Excerpted records –
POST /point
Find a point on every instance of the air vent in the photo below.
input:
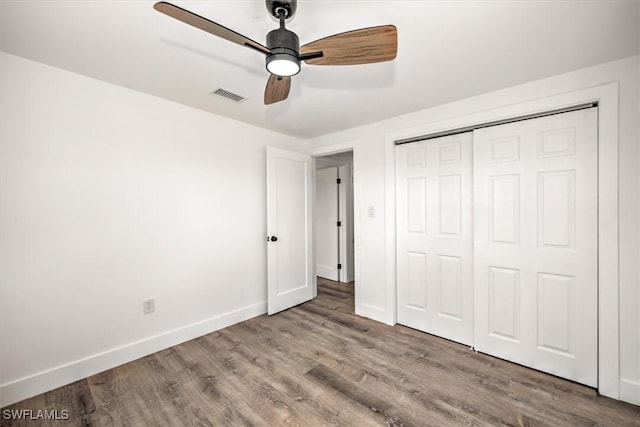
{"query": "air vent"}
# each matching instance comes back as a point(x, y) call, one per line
point(229, 95)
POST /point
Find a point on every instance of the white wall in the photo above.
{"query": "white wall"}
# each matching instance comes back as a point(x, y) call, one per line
point(110, 196)
point(375, 242)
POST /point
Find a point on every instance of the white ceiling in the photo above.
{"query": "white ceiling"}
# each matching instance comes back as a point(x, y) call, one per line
point(448, 50)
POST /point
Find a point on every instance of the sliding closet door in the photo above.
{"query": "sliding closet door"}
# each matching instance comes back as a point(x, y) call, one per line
point(434, 237)
point(535, 237)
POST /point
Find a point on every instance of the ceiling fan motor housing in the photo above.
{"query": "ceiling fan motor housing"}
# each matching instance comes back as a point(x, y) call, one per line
point(284, 44)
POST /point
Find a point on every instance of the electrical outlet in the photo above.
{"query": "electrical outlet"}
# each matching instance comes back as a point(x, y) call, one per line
point(149, 305)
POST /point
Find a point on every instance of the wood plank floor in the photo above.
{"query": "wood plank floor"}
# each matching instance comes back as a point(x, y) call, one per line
point(319, 364)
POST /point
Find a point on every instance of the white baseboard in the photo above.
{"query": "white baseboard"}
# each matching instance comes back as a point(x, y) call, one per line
point(41, 382)
point(630, 391)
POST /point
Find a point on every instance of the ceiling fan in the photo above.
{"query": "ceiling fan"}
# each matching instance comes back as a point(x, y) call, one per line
point(284, 53)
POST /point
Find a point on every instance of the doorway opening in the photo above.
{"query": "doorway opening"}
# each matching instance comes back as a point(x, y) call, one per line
point(334, 213)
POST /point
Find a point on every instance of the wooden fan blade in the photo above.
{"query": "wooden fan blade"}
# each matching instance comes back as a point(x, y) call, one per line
point(363, 46)
point(277, 89)
point(206, 25)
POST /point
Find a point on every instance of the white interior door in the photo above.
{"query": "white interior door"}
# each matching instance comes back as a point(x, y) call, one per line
point(435, 237)
point(327, 255)
point(289, 240)
point(536, 243)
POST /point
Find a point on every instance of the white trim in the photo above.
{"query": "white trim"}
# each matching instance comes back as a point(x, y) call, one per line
point(630, 391)
point(59, 376)
point(607, 97)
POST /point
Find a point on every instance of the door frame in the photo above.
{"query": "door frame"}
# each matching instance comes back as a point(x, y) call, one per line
point(327, 150)
point(608, 253)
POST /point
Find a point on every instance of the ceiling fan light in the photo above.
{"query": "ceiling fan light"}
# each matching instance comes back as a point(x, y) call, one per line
point(283, 64)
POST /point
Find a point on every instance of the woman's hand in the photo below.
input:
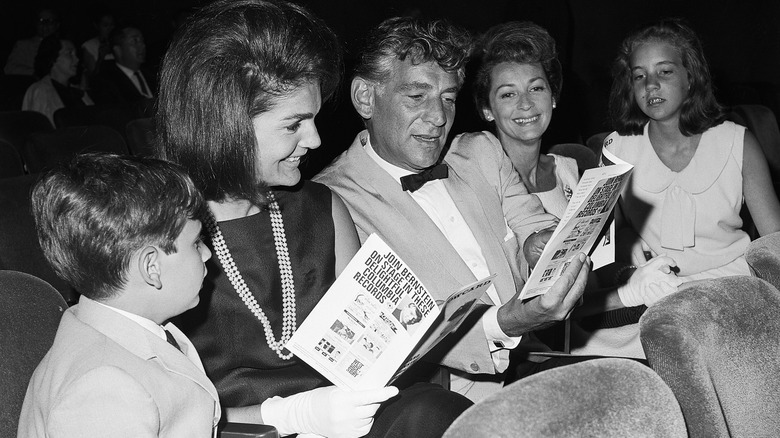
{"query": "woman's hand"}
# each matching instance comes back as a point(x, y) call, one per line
point(651, 281)
point(328, 411)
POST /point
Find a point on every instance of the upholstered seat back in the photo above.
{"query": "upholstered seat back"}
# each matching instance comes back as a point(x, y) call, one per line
point(717, 346)
point(763, 256)
point(30, 312)
point(608, 397)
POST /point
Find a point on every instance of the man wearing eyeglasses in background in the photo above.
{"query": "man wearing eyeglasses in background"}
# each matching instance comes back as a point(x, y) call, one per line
point(22, 57)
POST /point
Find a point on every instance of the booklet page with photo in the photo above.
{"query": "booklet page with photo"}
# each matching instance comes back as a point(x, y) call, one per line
point(585, 217)
point(377, 319)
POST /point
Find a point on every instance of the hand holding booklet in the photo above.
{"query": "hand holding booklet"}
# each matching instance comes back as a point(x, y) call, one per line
point(588, 211)
point(377, 319)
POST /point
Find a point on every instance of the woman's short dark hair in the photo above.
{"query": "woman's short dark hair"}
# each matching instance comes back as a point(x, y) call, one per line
point(229, 63)
point(522, 42)
point(48, 52)
point(699, 111)
point(95, 212)
point(416, 39)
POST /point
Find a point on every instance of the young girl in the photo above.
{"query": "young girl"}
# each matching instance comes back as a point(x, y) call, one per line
point(516, 86)
point(693, 169)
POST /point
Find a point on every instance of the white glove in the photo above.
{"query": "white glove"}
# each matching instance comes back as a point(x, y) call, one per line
point(330, 412)
point(651, 281)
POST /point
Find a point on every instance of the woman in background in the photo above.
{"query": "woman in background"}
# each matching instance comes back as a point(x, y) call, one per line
point(56, 64)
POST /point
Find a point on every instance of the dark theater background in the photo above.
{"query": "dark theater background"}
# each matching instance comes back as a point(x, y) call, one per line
point(741, 40)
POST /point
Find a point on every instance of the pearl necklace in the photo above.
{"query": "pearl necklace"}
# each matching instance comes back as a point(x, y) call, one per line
point(289, 323)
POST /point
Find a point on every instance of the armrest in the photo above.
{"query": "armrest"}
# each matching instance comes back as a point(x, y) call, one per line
point(245, 430)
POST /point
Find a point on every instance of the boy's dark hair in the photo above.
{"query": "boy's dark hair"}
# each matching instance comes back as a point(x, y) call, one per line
point(95, 212)
point(415, 39)
point(521, 42)
point(700, 110)
point(230, 62)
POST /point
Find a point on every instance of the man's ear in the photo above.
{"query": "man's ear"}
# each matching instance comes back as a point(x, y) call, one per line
point(149, 266)
point(362, 94)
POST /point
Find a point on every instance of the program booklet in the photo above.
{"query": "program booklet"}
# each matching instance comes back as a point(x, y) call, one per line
point(582, 223)
point(377, 319)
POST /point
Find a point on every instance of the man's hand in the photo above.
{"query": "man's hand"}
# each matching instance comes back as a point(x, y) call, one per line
point(534, 245)
point(517, 317)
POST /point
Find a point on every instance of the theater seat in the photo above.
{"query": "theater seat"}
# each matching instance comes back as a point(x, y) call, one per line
point(717, 345)
point(607, 397)
point(45, 150)
point(30, 311)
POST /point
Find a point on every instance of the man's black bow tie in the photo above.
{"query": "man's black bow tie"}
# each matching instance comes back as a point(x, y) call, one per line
point(416, 180)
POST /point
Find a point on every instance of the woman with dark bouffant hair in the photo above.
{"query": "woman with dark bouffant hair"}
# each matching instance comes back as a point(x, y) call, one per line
point(55, 64)
point(240, 86)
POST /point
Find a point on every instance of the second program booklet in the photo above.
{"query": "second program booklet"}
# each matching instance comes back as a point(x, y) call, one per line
point(377, 319)
point(586, 215)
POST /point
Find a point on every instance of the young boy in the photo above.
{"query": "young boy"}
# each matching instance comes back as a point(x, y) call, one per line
point(124, 231)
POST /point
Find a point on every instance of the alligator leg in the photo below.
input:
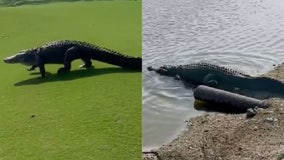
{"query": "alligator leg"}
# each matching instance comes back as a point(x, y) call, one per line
point(40, 66)
point(210, 80)
point(32, 68)
point(70, 55)
point(87, 63)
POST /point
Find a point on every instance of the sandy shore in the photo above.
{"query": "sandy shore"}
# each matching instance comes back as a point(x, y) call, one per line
point(230, 136)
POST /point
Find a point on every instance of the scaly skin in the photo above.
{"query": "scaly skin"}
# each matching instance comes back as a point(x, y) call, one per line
point(65, 51)
point(225, 79)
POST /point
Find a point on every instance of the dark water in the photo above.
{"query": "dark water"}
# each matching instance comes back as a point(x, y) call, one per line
point(244, 35)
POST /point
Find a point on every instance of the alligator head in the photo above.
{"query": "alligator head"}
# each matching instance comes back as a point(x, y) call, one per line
point(25, 57)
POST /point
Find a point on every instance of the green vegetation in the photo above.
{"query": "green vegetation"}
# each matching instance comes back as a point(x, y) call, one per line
point(23, 2)
point(84, 114)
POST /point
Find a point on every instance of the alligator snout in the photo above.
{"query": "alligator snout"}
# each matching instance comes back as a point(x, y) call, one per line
point(6, 60)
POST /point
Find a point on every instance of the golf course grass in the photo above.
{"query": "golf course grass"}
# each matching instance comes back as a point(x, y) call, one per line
point(84, 114)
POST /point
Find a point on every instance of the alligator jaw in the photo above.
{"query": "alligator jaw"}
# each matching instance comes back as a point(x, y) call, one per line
point(10, 59)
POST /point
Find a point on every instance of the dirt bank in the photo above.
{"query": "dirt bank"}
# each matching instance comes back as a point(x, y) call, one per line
point(231, 136)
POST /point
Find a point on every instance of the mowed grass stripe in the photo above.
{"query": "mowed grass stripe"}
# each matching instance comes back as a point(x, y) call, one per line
point(85, 114)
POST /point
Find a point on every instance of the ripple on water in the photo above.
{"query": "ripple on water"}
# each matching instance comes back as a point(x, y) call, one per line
point(244, 35)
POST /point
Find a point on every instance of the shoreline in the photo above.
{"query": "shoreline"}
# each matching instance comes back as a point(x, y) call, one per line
point(230, 136)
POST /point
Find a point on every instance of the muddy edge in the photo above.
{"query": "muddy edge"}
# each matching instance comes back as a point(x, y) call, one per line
point(230, 136)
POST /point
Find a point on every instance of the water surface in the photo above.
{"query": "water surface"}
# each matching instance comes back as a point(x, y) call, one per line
point(244, 35)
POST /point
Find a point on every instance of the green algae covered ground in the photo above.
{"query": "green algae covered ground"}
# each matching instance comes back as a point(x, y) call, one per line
point(84, 114)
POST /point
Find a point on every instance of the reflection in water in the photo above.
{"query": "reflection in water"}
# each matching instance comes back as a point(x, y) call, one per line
point(244, 35)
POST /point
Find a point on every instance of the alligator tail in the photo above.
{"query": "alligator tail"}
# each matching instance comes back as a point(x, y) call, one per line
point(116, 58)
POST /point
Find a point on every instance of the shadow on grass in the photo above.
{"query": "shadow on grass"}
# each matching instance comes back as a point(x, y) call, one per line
point(76, 74)
point(14, 3)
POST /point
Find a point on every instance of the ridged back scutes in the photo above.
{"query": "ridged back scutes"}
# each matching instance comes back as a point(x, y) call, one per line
point(211, 67)
point(85, 44)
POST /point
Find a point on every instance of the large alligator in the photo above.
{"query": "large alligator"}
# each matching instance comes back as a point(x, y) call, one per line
point(225, 79)
point(65, 51)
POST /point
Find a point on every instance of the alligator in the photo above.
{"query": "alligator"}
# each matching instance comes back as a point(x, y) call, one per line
point(65, 51)
point(223, 78)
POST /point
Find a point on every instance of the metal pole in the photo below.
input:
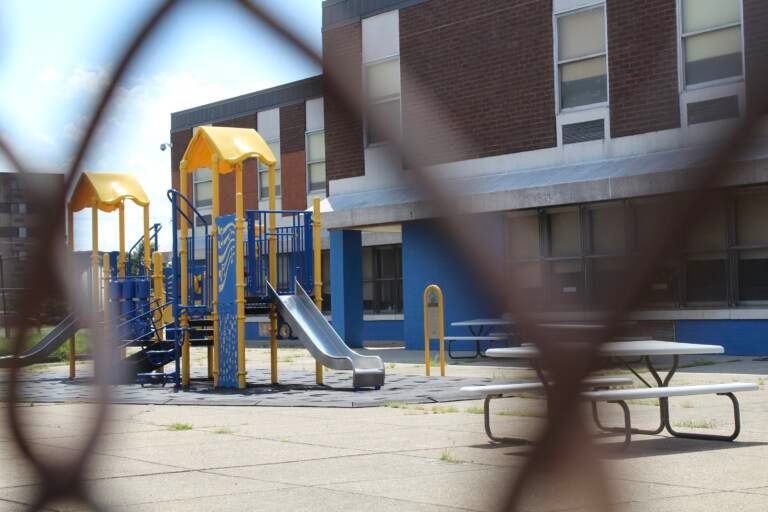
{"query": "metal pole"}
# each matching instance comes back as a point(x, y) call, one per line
point(317, 271)
point(5, 303)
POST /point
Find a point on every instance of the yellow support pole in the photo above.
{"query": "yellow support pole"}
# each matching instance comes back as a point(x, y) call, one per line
point(272, 272)
point(105, 277)
point(95, 258)
point(147, 247)
point(317, 272)
point(441, 333)
point(71, 241)
point(158, 286)
point(215, 270)
point(240, 274)
point(95, 285)
point(121, 228)
point(183, 299)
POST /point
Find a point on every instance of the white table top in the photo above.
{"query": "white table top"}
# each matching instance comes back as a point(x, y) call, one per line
point(482, 321)
point(618, 349)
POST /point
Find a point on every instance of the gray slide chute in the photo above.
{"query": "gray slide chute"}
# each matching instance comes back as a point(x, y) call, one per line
point(45, 347)
point(322, 341)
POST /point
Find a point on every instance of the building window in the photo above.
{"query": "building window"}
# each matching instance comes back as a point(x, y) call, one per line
point(382, 83)
point(751, 212)
point(316, 161)
point(564, 262)
point(523, 251)
point(711, 40)
point(581, 58)
point(706, 264)
point(382, 279)
point(325, 261)
point(264, 175)
point(203, 188)
point(648, 215)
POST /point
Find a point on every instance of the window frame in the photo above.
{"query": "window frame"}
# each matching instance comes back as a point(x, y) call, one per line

Task prompt – Please give the count of lines above with "support", nothing else.

Result of the task – 2